# [What to produce]
From the article on the Minimum Marketable Feature Set, extract everything from "To-date, there have" down to "Agile promised them).", word for word.

# [Document section]
Feel like a voice in the wilderness in your organization? The Minimum Marketable Feature Set (MMFS) makes so much sense. Who could argue against getting software to market faster using smaller and more frequent releases? Is the business really that dumb that they don’t get it? As a software development engineer having the opportunity to become a VP of product management and a CEO, I’ve been able to look at this problem from all sides.

The MMFS concept has been around for a long time. However, many organizations still plan large releases the way they did in the waterfall days. The Agile community needs to understand the organizational dynamics of large organizations to understand why.

I represent the large segment of the software industry that needs to commit to quarterly revenue and income projections through a sales organization. The first thing to know is that the sales department “rules the roost” in these organizations. They have the ears of the CEO and CFO, whose success depends on the sales team delivering predictable revenue. All it takes is for sales to say, “without that we can't make our revenue targets” and pressure builds on product management to coerce engineering into adding it to their backlog, usually with no schedule relief.

To-date, there have been no negative consequences for sales to ask for the world. Their experience is that the harder they push, the more they seem to get. Now, we know on the development side that this usually ends up with a façade of features that demonstrates the “happy paths”, but the features lack the robustness of the high-quality software the developers want to build (and which Agile promised them).

With this history, sales departments are reluctant to agree to an MMFS. They believe product development will slack off because when they push for more they get more. They want to push for every possible feature that could result in a sale, even if that sale is in Outer Mongolia. This pressure leads to huge releases that take longer and longer. If the sales department doesn’t push for something in the next release train, it will be years before they have another chance, so they push harder and the release cycle time increases. It’s a vicious cycle.

The problem is that there hasn’t been a way to quickly convey the financial value of the MMFS. It looks to the sales department like they have to sell it for less within a smaller market segment. With Agile Investment Planning described in my book, Unlocking Agile’s Missed Potential, an MMFS is represented by an "Agile Investment" that can be related to income. It is possible to demonstrate the financial value of the MMFS.

Let’s say that you’re currently delivering annual releases stuffed with features that generate monthly income of $100K per month after deployment. You’ve determined that you can break the release into two MMFS deployments, each of which can generate half the value at $50K per month. The table below shows the quarterly income profile for the two cases. In the first case, there is no income for the first year while the release is under development. In the second case, income from the first MMFS starts in Q3.

# [Source data]
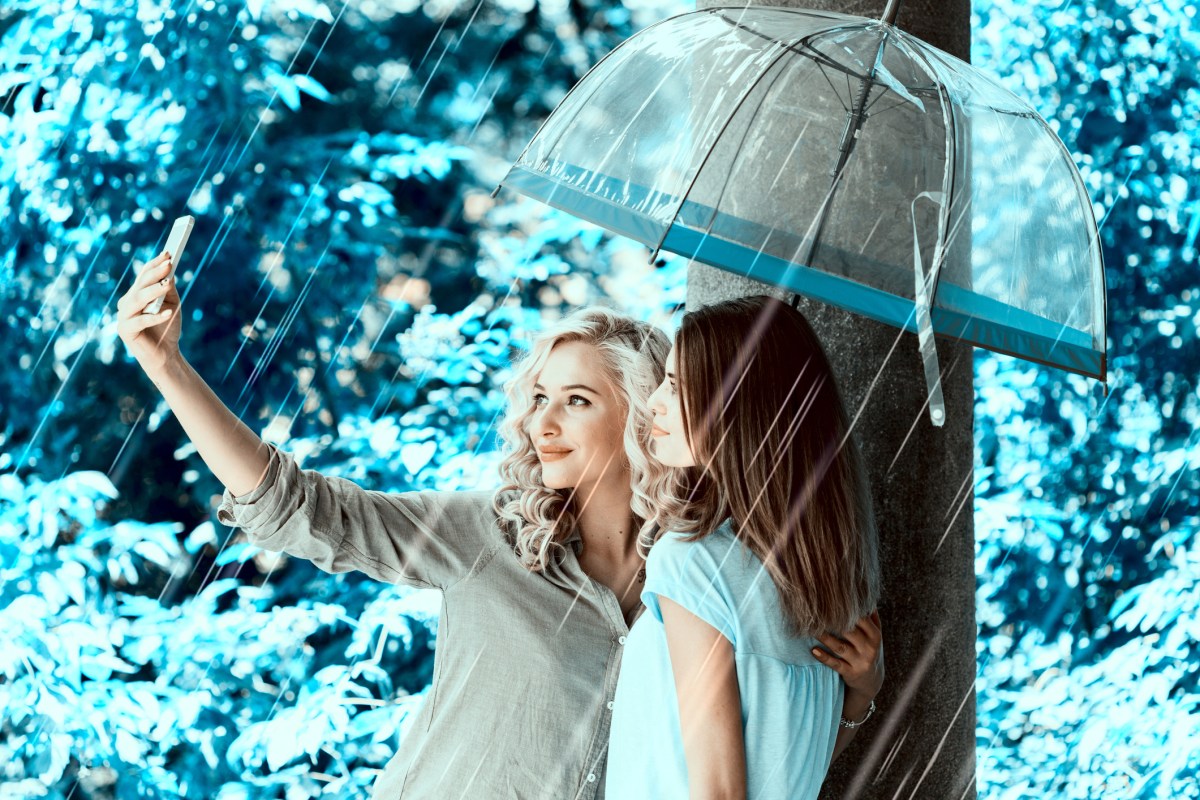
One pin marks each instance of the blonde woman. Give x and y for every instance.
(540, 579)
(724, 691)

# [Written response]
To-date, there have been no negative consequences for sales to ask for the world. Their experience is that the harder they push, the more they seem to get. Now, we know on the development side that this usually ends up with a façade of features that demonstrates the “happy paths”, but the features lack the robustness of the high-quality software the developers want to build (and which Agile promised them).